Supplied records –
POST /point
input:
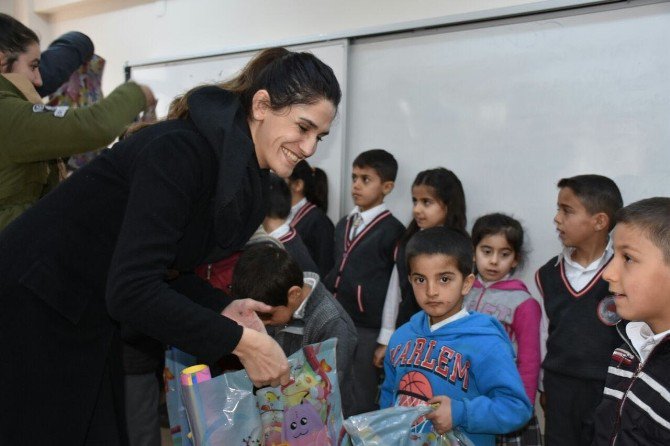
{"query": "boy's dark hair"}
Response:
(15, 38)
(315, 183)
(265, 273)
(444, 241)
(497, 223)
(279, 199)
(596, 192)
(381, 161)
(652, 217)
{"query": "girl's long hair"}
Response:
(449, 191)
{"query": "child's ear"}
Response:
(387, 187)
(260, 104)
(294, 296)
(602, 221)
(468, 281)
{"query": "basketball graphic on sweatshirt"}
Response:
(414, 389)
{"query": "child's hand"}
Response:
(441, 417)
(378, 358)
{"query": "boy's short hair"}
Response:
(266, 273)
(652, 217)
(596, 192)
(444, 241)
(381, 161)
(279, 199)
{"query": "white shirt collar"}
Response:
(370, 214)
(593, 266)
(488, 284)
(311, 280)
(280, 231)
(643, 339)
(461, 314)
(295, 209)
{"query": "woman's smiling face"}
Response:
(282, 138)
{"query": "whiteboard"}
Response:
(513, 107)
(170, 79)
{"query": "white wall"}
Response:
(135, 30)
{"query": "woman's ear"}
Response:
(260, 104)
(297, 186)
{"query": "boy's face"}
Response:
(639, 278)
(282, 314)
(439, 286)
(367, 188)
(574, 223)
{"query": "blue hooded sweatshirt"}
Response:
(470, 360)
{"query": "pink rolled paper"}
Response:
(195, 374)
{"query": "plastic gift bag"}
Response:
(176, 361)
(394, 426)
(226, 411)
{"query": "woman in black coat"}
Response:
(99, 251)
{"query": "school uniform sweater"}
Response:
(580, 341)
(316, 231)
(408, 305)
(509, 301)
(322, 318)
(295, 246)
(470, 360)
(635, 409)
(363, 267)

Your task –
Please extract every line of the material above and reproduce it verbatim, leaving out the picture.

Output below –
POST /point
input:
{"query": "boy's dark hair"}
Response:
(15, 38)
(315, 183)
(265, 273)
(444, 241)
(497, 223)
(279, 199)
(596, 192)
(381, 161)
(652, 217)
{"query": "girl's long hair"}
Response:
(449, 191)
{"query": "child's ear"}
Response:
(387, 187)
(260, 104)
(294, 296)
(602, 221)
(468, 281)
{"query": "basketball graphic on sweatshirt"}
Response:
(414, 389)
{"query": "child's hand"}
Response:
(441, 417)
(378, 358)
{"query": "boy's short hair"}
Response:
(266, 273)
(652, 217)
(596, 192)
(444, 241)
(381, 161)
(279, 199)
{"query": "white shirt collar"}
Response:
(370, 214)
(593, 266)
(488, 284)
(311, 280)
(280, 231)
(643, 339)
(461, 314)
(295, 209)
{"query": "woman's smiling face"}
Response:
(282, 138)
{"query": "whiteboard"}
Response:
(513, 107)
(170, 79)
{"query": "white wall"}
Response:
(135, 30)
{"query": "woman's ear"}
Response:
(260, 104)
(297, 186)
{"query": "boy's face"}
Response:
(639, 278)
(282, 314)
(439, 286)
(367, 188)
(574, 223)
{"query": "blue hooded sweatshirt"}
Response:
(470, 360)
{"query": "pink rolled paper"}
Response:
(195, 374)
{"query": "plastic gift bag"}
Response:
(176, 361)
(394, 426)
(226, 411)
{"query": "woman in black coat"}
Response:
(99, 251)
{"query": "school uniform sweater"}
Response:
(580, 341)
(316, 231)
(408, 305)
(509, 301)
(322, 318)
(295, 246)
(470, 360)
(635, 409)
(363, 267)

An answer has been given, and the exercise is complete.